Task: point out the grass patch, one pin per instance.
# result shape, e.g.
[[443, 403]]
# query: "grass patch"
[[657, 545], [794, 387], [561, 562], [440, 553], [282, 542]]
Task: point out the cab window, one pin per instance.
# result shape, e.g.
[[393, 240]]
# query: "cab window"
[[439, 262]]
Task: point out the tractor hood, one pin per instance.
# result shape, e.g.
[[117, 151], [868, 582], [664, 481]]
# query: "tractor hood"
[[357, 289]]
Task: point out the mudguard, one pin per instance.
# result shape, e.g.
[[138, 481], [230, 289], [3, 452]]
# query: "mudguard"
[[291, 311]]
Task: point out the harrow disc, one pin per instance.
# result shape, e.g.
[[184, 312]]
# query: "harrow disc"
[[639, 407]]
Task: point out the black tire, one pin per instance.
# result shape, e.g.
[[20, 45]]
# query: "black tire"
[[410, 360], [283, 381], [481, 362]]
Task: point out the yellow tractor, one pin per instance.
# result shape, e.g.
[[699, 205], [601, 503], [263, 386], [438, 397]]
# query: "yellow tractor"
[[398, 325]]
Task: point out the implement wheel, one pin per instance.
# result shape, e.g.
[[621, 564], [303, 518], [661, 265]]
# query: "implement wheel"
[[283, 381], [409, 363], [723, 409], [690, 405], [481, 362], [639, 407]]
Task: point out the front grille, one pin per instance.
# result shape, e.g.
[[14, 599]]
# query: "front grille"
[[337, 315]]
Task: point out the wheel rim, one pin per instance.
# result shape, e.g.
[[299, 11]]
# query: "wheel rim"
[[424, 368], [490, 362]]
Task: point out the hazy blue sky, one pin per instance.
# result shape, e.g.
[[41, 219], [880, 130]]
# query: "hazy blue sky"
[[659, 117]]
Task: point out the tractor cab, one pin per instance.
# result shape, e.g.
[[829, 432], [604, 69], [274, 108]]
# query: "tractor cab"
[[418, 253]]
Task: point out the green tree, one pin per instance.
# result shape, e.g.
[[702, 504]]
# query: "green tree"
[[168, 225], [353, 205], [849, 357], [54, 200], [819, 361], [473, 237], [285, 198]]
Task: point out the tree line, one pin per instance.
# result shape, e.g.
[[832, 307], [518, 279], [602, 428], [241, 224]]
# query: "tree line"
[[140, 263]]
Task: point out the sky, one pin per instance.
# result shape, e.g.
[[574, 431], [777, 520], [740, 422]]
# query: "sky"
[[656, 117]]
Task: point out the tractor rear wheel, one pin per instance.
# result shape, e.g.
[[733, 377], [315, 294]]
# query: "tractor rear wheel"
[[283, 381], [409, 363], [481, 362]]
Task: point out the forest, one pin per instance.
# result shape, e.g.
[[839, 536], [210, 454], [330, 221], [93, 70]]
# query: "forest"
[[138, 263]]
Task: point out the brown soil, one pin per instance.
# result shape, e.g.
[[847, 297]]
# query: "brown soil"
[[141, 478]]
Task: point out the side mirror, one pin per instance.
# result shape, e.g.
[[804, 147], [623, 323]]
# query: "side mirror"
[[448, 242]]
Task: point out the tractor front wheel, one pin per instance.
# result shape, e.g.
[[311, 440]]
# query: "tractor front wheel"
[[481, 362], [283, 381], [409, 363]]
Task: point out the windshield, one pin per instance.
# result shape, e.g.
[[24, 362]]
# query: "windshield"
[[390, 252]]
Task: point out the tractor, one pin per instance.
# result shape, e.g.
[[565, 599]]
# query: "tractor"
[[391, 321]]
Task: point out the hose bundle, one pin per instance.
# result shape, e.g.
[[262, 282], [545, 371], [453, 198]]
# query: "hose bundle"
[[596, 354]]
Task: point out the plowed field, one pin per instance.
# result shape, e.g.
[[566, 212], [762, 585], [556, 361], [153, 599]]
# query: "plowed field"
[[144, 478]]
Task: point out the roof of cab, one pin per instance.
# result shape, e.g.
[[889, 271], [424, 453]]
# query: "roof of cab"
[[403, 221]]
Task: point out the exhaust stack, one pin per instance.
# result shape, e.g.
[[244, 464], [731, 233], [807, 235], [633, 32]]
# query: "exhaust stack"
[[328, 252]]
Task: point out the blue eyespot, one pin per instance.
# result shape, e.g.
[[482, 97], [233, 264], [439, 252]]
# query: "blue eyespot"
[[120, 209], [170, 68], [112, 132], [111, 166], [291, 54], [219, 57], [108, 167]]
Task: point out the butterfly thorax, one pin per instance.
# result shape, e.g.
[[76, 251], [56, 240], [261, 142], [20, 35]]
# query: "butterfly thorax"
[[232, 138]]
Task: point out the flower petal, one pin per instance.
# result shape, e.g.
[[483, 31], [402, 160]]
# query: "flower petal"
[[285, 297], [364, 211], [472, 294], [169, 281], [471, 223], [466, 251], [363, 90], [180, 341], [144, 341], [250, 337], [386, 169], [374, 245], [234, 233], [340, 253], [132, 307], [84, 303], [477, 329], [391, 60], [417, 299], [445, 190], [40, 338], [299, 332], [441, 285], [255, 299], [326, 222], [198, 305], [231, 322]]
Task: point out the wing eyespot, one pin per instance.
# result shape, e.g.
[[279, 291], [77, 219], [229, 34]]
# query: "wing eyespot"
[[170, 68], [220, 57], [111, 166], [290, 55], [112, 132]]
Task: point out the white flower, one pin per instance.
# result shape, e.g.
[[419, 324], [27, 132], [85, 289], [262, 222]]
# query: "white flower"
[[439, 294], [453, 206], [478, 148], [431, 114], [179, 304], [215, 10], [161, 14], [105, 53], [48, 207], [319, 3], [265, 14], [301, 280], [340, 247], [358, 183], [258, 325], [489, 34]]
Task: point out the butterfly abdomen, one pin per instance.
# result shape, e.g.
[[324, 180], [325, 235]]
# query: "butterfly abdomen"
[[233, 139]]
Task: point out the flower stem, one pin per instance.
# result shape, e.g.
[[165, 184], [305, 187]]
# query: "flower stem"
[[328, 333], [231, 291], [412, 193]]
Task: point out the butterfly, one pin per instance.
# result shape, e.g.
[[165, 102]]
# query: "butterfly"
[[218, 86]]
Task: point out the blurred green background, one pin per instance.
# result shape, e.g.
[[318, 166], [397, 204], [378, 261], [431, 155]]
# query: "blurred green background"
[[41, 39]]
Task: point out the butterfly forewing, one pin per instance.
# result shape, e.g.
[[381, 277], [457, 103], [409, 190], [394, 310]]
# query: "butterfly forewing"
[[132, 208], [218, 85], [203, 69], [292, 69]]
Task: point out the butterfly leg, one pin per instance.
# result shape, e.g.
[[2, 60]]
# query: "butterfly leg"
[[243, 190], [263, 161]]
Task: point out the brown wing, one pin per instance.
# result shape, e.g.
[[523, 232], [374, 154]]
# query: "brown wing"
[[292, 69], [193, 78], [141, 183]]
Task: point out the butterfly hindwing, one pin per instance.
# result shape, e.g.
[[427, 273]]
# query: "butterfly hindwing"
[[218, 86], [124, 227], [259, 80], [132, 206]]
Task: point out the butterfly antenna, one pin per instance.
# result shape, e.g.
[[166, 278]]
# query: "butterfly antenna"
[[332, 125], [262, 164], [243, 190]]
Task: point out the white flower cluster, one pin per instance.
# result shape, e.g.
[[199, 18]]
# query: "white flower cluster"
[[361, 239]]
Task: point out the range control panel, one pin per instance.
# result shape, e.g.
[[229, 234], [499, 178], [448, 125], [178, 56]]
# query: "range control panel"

**WORK INSTRUCTIONS**
Since the material above must be kept intact, output it exactly as it is.

**REPLY TO THE TASK**
Task: point out the grass patch, one pin per instance.
# result shape, e.g.
[[443, 403]]
# query: "grass patch"
[[657, 545], [794, 387], [561, 562], [440, 553], [282, 542]]
Task: point out the cab window, one pin per instance.
# result shape, e.g.
[[393, 240]]
# query: "cab window"
[[439, 262]]
Task: point out the tractor hood, one pin per instance.
# result shape, e.g.
[[117, 151], [868, 582], [664, 481]]
# query: "tractor hood"
[[357, 289]]
Task: point out the mudguard, one pin per instance.
# result shape, e.g.
[[138, 481], [230, 289], [3, 452]]
# query: "mudguard"
[[291, 311]]
Task: point out the harrow disc, one pin per instance.
# result shape, e.g.
[[184, 312]]
# query: "harrow disc"
[[639, 407]]
Task: point out the black tire, one pin per instance.
# result shape, e.g.
[[20, 45]]
# query: "black tire"
[[410, 360], [283, 381], [481, 362]]
Task: point out the yellow tractor, one pin per instance.
# result shape, e.g.
[[699, 205], [601, 503], [263, 386], [438, 397]]
# query: "yellow tractor"
[[398, 325]]
Task: point out the implement wheel, one pin per instance.
# result shape, e.g.
[[621, 564], [303, 518], [661, 265]]
# query: "implement wheel"
[[283, 381], [409, 363], [723, 409], [690, 405], [481, 362], [639, 407]]
Task: point out the front grille, one pin per instance.
# result shape, e.g.
[[14, 599]]
# query: "front grille"
[[337, 315]]
Task: point out the wheel rim, one pin per instance.
# result shape, e.g.
[[299, 11]]
# query: "wheel rim"
[[424, 368], [490, 362]]
Task: point out the hazy blue sky, one pin per instance.
# result shape, e.g.
[[41, 219], [880, 130]]
# query: "hazy blue sky"
[[659, 117]]
Task: point out the tractor cab, one pin per instance.
# result shape, e.g.
[[829, 432], [604, 69], [274, 108]]
# query: "tractor cab"
[[418, 253]]
Task: point out the green tree, one pin per instance.
# result shape, e.g.
[[702, 504]]
# query: "green tree"
[[168, 225], [353, 205], [849, 357], [54, 200], [819, 361], [473, 237], [285, 198]]
Task: point out the tree line, one pin per instance.
# result shape, e.g.
[[832, 307], [518, 279], [602, 428], [241, 224]]
# query: "tree line"
[[140, 263]]
Task: point out the sky, one pin per instance.
# result shape, e.g.
[[574, 431], [777, 520], [740, 422]]
# query: "sky"
[[656, 117]]
Task: point out the tractor rear wheel, one pin per instance.
# result shape, e.g.
[[733, 377], [315, 294]]
# query: "tractor rear wheel"
[[283, 381], [409, 363], [481, 362]]
Task: point out the forest, one pin per instance.
# result shape, e.g.
[[839, 536], [210, 454], [330, 221], [93, 70]]
# query: "forest"
[[138, 263]]
Task: point out the brown soil, one pin per instance.
# result shape, e.g.
[[847, 297]]
# query: "brown soil"
[[141, 478]]
Task: point out the side mirror, one pin per instance.
# result shape, e.g.
[[804, 147], [623, 323]]
# query: "side mirror"
[[448, 242]]
Task: point out the tractor front wheel, one pin per instance.
# result shape, e.g.
[[311, 440]]
# query: "tractor front wheel"
[[481, 362], [283, 381], [409, 363]]
Task: point out the windshield, one pin per instance.
# result shape, e.g.
[[24, 362]]
# query: "windshield"
[[390, 252]]
Task: point out the tractor, one pin per instance.
# result shape, e.g.
[[565, 599]]
# query: "tractor"
[[391, 321]]
Task: point out the hose bundle, one pin per instance.
# result shape, e.g.
[[262, 282], [545, 371], [453, 198]]
# query: "hose bundle"
[[596, 354]]
Task: point out the plowed field, one pin per instance.
# result shape, e.g.
[[566, 212], [762, 585], [556, 361], [153, 599]]
# query: "plowed field"
[[144, 478]]
Task: point out the roof of cab, one pin per instance.
# result shape, e.g.
[[889, 271], [424, 453]]
# query: "roof of cab"
[[403, 221]]
Task: point out the exhaust stack, one pin per instance.
# result shape, e.g.
[[244, 464], [731, 233], [807, 235], [633, 32]]
# query: "exhaust stack"
[[328, 252]]
Task: point out the blue eyespot, one pin per instance.
# result shape, e.g.
[[482, 97], [233, 264], [439, 252]]
# query: "blue eyespot"
[[120, 209], [170, 68], [112, 132], [111, 166], [291, 54], [219, 57], [108, 167]]
Task: point out the butterfly thorax, one pin per instance.
# result shape, e.g.
[[76, 251], [56, 240], [261, 142], [20, 35]]
# query: "butterfly thorax"
[[232, 138]]
Task: point out the flower petal, one pin per instance.
# result shape, e.g.
[[483, 31], [402, 160]]
# query: "flower petal"
[[285, 297], [364, 211], [472, 294], [169, 281], [471, 223], [466, 251], [363, 90], [180, 341], [144, 341], [250, 337], [386, 169], [374, 245], [234, 233], [340, 253], [132, 307], [84, 303], [477, 329], [391, 60], [417, 299], [445, 190], [40, 338], [299, 332], [441, 285], [255, 299], [326, 222], [198, 305], [231, 322]]
Task: point out the wing eyespot, one pin per instance.
# result shape, e.g.
[[279, 291], [77, 219], [229, 34]]
# query: "wing eyespot"
[[170, 68], [220, 57], [111, 166], [290, 55], [112, 132]]
Task: point out the white flower, one pin per instance.
# result shape, e.g.
[[419, 324], [27, 132], [85, 289], [262, 222]]
# query: "white flower"
[[439, 294], [453, 206], [478, 148], [431, 114], [179, 304], [215, 10], [161, 14], [105, 53], [48, 207], [319, 3], [265, 14], [301, 280], [340, 247], [358, 183], [258, 325], [489, 34]]
Task: point out the butterfly abdomen, one pin per instance.
# result shape, e.g.
[[324, 180], [325, 235]]
# query: "butterfly abdomen"
[[233, 139]]
Task: point out the flower stem, one pin per instance.
# result shape, e.g.
[[165, 184], [305, 187]]
# query: "flower stem"
[[328, 333], [231, 291], [412, 193]]
Task: point out the butterfly, one pin per instance.
# result shape, e.g.
[[165, 102]]
# query: "butterfly"
[[218, 86]]
Task: point out the blurred green background, one pin per instance.
# result shape, e.g.
[[318, 166], [397, 204], [378, 261], [431, 155]]
# query: "blurred green background"
[[41, 39]]
Task: point out the butterfly forewing, one pin per instance.
# result shape, e.g.
[[381, 277], [457, 103], [409, 190], [394, 310]]
# query: "butterfly forewing"
[[132, 208], [218, 85], [203, 69], [292, 69]]
Task: point out the butterfly leg, one pin per instance.
# result shape, e.g.
[[2, 60]]
# query: "butterfly leg"
[[243, 190], [263, 161]]
Task: point out the brown wing, one pin per instance.
# result shape, e.g.
[[523, 232], [374, 154]]
# query: "brown wing"
[[292, 69], [193, 78], [141, 183]]
Task: point out the butterfly hindwing, one pin per instance.
# result shape, e.g.
[[427, 273]]
# query: "butterfly hindwing"
[[218, 86], [124, 227], [259, 80], [132, 206]]
Task: point out the butterfly antenna, one pin per instance.
# result shape, e.g.
[[166, 278]]
# query: "butterfly antenna"
[[332, 125], [262, 164], [243, 190]]
Task: point out the white flower cluster, one pin per instance.
# result shape, e.g.
[[199, 18]]
# query: "white flower cluster"
[[361, 239]]
Task: point out the range control panel, one pin per instance.
# result shape, e.g.
[[229, 234], [499, 178], [448, 125], [178, 56]]
# query: "range control panel"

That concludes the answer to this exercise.